Contre toute attente, le MAS revient au pouvoir. Le gouvernement de facto ayant été par trop caricatural, chacun, soudain, affecte de s’en féliciter. Mais la petite musique demeure : si la droite et l’extrême-droite ont un temps mis la Bolivie cul par dessus tête, c’est du fait de la gestion « caudilliste » de Morales. Lequel, désormais, ferait bien de s’effacer définitivement.

Un mouvement politique est une organisation humaine avec ses hauts et ses bas, ses temps forts, ses temps faibles et ses pauses. Et qui donc commet des erreurs, subit naturellement une érosion au fil du temps. Ce qui mérite d’être questionné, mais ne vaut pas obligatoirement condamnation définitive. Ainsi, à l’évidence, Evo Morales lui-même se fourvoie quand, fin octobre 2019, il accepte que le verdict de l’OEA – totalement inféodée à Washington – sur l’existence ou non d’une fraude soit « contraignant ». Lorsque le piège se referme, l’absence de résistance des forces populaires peut de même et légitimement interpeller. « Il est clair que nous n’étions pas préparés à un tel coup d’Etat, ni au sein du gouvernement national ni depuis les organisations sociales, admettra Luis Arce, en mars 2020. Le divorce qui existait entre les bases et les dirigeants des organisations sociales a été évident, au point que les dirigeants ont été dépassés par les bases [8]. »

**DONNÉES FOURNIES**

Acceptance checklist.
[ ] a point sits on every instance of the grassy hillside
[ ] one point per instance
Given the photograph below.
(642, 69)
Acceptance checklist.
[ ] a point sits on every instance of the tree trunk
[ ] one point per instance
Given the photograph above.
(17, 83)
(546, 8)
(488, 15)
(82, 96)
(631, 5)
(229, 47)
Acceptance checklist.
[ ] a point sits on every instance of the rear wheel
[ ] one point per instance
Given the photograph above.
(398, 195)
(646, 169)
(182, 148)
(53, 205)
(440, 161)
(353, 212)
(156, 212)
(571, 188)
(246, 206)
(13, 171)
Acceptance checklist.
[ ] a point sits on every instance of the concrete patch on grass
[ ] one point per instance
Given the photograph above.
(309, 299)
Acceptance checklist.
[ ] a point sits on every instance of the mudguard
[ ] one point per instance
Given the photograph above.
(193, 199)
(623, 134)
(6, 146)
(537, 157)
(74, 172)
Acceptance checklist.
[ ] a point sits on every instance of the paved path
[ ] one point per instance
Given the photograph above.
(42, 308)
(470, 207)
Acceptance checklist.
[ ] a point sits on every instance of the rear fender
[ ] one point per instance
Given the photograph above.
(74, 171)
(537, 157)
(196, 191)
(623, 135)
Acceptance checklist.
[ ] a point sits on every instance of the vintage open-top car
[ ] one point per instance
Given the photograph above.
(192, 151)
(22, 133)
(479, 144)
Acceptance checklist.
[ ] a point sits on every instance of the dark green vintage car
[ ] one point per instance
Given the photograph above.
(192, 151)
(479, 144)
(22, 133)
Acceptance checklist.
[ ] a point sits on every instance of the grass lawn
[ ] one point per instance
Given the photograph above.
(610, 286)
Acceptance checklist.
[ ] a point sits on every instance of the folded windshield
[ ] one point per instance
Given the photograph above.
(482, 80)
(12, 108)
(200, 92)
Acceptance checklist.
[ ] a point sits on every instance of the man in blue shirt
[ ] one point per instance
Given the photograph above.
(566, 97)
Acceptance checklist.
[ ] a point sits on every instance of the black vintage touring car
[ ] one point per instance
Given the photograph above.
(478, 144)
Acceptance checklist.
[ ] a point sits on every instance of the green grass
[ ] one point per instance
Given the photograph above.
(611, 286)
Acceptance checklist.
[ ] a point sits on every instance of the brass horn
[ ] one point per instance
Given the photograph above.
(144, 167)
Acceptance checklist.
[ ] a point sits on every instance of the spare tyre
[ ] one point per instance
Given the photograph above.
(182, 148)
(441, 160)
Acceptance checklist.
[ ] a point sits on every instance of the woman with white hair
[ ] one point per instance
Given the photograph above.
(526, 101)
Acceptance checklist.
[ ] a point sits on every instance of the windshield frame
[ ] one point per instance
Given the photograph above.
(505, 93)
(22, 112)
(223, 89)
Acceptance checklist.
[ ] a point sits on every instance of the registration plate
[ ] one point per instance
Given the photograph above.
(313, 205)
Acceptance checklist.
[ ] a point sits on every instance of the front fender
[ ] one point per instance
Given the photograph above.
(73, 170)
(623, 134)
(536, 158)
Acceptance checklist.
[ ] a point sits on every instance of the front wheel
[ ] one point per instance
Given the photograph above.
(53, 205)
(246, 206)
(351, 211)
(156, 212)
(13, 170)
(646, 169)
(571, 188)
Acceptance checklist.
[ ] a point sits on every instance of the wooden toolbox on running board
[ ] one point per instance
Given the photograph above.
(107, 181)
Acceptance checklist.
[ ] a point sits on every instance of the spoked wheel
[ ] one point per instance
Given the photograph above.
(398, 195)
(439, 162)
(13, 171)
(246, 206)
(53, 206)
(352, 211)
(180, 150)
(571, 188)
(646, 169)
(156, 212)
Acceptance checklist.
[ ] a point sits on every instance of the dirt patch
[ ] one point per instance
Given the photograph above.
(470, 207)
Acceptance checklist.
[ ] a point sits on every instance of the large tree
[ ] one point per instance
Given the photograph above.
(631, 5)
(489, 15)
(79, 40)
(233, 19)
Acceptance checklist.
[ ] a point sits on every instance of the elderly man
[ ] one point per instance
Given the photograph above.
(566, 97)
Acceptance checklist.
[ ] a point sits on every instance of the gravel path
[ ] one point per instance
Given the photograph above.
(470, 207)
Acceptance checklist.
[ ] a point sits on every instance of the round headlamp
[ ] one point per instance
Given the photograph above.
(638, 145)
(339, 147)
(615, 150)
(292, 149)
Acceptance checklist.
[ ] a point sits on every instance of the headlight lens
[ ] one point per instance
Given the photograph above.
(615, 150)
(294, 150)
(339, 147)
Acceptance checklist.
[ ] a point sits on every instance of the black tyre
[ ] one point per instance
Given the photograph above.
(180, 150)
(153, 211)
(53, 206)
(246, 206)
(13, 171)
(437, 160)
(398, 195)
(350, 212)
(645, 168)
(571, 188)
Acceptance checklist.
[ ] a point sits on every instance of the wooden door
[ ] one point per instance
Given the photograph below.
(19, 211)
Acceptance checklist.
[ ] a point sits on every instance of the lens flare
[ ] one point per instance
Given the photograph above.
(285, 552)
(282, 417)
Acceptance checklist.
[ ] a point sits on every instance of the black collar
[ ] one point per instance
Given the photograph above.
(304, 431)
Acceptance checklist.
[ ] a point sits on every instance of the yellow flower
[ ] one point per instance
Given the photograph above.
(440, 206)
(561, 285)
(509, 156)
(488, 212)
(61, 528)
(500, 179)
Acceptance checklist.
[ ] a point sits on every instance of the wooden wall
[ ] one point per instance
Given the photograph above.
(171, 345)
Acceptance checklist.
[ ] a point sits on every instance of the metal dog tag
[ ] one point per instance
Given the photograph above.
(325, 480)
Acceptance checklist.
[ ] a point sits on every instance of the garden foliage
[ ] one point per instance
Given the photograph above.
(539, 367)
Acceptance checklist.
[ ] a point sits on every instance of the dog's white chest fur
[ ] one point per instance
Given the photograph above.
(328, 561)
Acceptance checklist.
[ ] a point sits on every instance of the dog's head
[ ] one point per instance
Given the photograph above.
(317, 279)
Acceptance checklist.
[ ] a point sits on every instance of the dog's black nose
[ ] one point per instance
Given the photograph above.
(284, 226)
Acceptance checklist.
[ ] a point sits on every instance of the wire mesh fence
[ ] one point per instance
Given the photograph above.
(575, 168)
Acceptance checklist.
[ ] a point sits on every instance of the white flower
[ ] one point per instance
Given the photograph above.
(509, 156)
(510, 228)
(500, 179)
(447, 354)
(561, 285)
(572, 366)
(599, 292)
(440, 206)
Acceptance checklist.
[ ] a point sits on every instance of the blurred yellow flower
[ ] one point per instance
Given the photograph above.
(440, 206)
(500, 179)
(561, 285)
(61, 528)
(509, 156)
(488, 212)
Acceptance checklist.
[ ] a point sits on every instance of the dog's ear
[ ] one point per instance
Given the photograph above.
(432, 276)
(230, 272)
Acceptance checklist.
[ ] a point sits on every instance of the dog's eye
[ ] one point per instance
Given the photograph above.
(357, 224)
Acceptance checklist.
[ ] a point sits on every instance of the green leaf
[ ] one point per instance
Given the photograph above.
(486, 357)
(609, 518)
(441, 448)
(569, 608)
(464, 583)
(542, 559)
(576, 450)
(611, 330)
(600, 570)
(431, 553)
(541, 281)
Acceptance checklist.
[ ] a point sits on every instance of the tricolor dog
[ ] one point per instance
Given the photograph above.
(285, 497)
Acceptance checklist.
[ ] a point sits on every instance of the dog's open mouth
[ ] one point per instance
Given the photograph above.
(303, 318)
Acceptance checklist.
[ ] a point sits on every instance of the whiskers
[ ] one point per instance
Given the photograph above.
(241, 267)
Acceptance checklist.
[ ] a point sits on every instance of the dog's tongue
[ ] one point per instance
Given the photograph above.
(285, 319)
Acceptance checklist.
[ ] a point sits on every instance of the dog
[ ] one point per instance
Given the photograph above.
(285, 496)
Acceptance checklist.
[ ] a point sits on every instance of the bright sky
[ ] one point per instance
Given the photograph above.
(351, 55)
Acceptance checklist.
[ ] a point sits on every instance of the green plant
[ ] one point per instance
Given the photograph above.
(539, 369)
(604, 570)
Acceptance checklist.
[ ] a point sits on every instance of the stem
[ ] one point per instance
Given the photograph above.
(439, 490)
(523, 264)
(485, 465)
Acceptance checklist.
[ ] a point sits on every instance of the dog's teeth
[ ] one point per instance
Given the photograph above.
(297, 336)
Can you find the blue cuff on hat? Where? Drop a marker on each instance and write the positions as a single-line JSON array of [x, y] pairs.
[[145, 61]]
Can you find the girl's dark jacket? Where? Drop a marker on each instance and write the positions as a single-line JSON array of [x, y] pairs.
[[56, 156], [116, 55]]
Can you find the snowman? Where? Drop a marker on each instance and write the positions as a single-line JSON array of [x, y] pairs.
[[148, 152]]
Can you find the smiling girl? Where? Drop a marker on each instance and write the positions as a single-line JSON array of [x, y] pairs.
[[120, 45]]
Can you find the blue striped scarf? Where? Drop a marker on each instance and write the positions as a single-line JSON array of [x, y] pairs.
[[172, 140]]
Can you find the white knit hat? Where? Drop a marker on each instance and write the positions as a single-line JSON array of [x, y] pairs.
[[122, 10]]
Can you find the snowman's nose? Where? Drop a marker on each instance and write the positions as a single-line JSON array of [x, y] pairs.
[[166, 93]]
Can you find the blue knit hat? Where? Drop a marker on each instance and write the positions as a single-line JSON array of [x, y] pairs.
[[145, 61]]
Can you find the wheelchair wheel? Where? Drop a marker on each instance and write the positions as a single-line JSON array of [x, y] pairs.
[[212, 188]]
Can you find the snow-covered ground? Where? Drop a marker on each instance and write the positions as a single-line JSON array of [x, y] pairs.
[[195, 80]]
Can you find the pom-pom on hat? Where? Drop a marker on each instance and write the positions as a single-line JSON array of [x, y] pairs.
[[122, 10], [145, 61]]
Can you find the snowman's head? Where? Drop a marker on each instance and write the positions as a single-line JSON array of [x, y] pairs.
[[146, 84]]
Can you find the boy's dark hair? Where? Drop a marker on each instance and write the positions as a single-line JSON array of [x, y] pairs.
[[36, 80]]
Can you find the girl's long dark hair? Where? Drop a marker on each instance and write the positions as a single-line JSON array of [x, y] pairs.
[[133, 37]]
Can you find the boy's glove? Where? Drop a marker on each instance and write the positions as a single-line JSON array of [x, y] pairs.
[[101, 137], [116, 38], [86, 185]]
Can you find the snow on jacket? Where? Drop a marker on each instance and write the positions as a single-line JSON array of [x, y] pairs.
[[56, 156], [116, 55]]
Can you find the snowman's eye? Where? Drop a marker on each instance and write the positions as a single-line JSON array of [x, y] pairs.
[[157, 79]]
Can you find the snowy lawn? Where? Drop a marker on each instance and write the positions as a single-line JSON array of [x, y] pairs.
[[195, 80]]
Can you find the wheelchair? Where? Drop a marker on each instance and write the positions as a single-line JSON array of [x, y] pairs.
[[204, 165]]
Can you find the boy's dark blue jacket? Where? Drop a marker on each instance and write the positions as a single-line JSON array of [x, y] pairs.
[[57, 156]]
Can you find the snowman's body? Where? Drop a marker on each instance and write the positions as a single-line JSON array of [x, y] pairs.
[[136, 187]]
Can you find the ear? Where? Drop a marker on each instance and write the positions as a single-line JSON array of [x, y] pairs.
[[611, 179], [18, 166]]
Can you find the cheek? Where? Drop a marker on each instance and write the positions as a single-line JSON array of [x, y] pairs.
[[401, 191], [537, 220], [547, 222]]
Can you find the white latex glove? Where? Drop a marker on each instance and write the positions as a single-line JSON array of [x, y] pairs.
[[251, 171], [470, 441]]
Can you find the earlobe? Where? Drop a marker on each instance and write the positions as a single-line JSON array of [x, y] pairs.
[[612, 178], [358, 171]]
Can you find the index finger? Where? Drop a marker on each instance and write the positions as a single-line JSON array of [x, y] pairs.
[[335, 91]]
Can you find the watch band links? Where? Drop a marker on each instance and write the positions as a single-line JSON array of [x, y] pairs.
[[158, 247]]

**CONSIGNE**
Répondez brièvement à partir du texte sur la Bolivie.
(a) Quel mouvement revient au pouvoir ?
(b) À quel moment Evo Morales accepte-t-il que le verdict de l'OEA soit « contraignant » ?
(c) Qui admet, en mars 2020, que « nous n'étions pas préparés à un tel coup d'Etat » ?
Les lignes ne jouent aucun rôle ici.

**TÂCHE RÉALISÉE**
(a) Le MAS.
(b) Fin octobre 2019.
(c) Luis Arce.